Well, they did survive and thrive under the sea, probably living in pineapples or something, which is my guess, as GW has yet to publish any background info on their domestic arrangements, and in the process have done pretty well for themselves, as you can see by this photo:
Whoops. Save for the eyes. Seriously Teclis? You forget eyes and YOU’RE upset at the Deepkin? Pot, meet kettle.
Anyway, moving on, GW has posted a few shiny pictures of the upcoming model selection one will be able to procure in your hunt to create an army of militant, maladjusted, and malevolent little tadpoles to wreak havoc across your local FLGS table.
First off, there’s this guy:
I don’t know what his name is going to be, so I’m just going to call him BARNACLE NINJA because I’m forging my own narrative. Isn’t that what you want, GW?
As I was saying, Barnacle Ninja, by his excessive, large, and obviously expensive model, will no doubt be a boss of some sort: a Warlord, Lord of war, Named Character, Cruise Ship Activities Director who dresses well and flirts with your girlfriend while you’re playing Harry Potter trivia. Something like that. My money’s on the last one.
He also seems to be riding some sort of wave into battle, which is going to totally break my immersion unless the codex Battle Tome is going to explain how these guys are dragging the ocean with them over what will most likely be predominantly landlocked battles. Are you gonna throw some new adverse terrain rules in there, Nottingham? Don’t skimp, rules bros.
Seriously, the Derpkin are attacking. What should we do, My Lord? Uh, let’s just head inland a bit more. Keep going until you can’t see the ocean.

= Given information =

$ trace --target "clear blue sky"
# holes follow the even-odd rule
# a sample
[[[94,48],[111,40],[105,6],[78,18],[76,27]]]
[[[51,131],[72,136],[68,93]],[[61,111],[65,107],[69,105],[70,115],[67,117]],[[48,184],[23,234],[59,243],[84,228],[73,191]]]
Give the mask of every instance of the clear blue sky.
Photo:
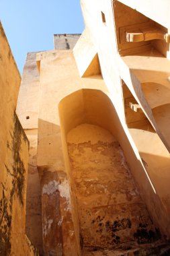
[[[0,20],[21,74],[28,52],[52,50],[54,34],[84,29],[79,0],[0,0]]]

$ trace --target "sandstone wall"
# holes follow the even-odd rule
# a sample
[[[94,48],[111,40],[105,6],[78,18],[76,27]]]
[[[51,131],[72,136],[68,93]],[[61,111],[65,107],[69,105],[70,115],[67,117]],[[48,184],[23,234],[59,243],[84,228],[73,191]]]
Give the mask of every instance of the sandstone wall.
[[[25,234],[28,140],[15,114],[20,75],[0,24],[0,254],[35,255]]]

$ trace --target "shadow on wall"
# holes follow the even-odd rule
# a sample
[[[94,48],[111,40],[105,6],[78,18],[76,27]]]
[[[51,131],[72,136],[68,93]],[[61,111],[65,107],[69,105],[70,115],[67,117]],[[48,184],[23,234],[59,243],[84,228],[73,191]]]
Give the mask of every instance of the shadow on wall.
[[[81,124],[87,123],[101,127],[109,131],[119,141],[152,219],[163,233],[166,232],[165,230],[167,230],[165,226],[167,221],[165,218],[166,214],[165,215],[163,210],[163,202],[159,195],[155,194],[145,170],[132,150],[110,98],[100,90],[83,89],[63,98],[58,108],[65,161],[73,188],[72,189],[74,191],[74,183],[71,180],[73,178],[68,156],[67,135],[71,129]],[[151,200],[154,202],[152,205]],[[160,221],[161,217],[162,220]]]

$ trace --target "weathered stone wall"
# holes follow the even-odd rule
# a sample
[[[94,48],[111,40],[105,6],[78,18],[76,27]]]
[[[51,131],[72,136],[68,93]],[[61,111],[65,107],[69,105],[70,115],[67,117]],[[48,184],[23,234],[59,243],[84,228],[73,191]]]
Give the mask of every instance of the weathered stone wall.
[[[15,114],[20,75],[0,24],[0,255],[36,255],[25,234],[28,139]]]
[[[57,34],[54,35],[55,50],[73,49],[79,38],[81,34]]]
[[[16,112],[29,139],[26,201],[26,234],[42,254],[40,181],[37,169],[39,73],[36,53],[28,53],[24,67]]]

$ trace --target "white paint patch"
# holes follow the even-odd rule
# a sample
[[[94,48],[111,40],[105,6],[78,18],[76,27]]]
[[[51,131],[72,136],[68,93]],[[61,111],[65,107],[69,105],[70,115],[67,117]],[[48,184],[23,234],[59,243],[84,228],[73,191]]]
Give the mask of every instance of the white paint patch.
[[[48,195],[53,194],[58,190],[58,183],[56,181],[50,181],[49,183],[45,184],[42,189],[42,194]]]
[[[59,183],[56,181],[50,181],[48,184],[45,184],[42,189],[42,194],[47,194],[48,195],[53,194],[56,191],[59,191],[60,196],[65,197],[67,201],[66,210],[71,210],[71,199],[70,199],[70,191],[69,185],[67,180],[65,180],[61,183]]]

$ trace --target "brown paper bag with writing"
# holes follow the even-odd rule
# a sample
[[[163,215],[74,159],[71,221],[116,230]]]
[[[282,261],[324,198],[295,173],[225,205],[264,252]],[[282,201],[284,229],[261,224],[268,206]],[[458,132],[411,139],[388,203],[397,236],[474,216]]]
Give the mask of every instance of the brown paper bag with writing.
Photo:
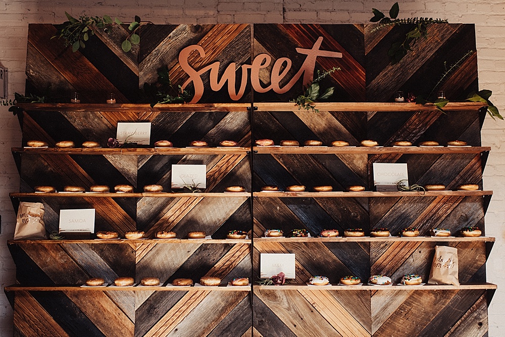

= Your objective =
Write out everything in the Deepkin post from "Anyway, moving on, GW" down to "you want, GW?", replacing "tadpoles" with "minnows".

= Answer for this exercise =
Anyway, moving on, GW has posted a few shiny pictures of the upcoming model selection one will be able to procure in your hunt to create an army of militant, maladjusted, and malevolent little minnows to wreak havoc across your local FLGS table.
First off, there’s this guy:
I don’t know what his name is going to be, so I’m just going to call him BARNACLE NINJA because I’m forging my own narrative. Isn’t that what you want, GW?